* Input data *

^^^^^^^^^^^^^^^^

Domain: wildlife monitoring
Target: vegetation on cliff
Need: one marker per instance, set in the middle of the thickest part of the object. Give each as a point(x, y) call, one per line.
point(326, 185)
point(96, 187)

^^^^^^^^^^^^^^^^

Rescale every line of the material above, requests included, by multiplying the point coordinates in the answers by 1.15 and rounding to whole numbers, with halves rounded up.

* Answer *
Domain: wildlife monitoring
Target: vegetation on cliff
Need: one marker per instance, set in the middle of the thickest part of the object. Give each as a point(x, y) call, one per line.
point(375, 213)
point(110, 215)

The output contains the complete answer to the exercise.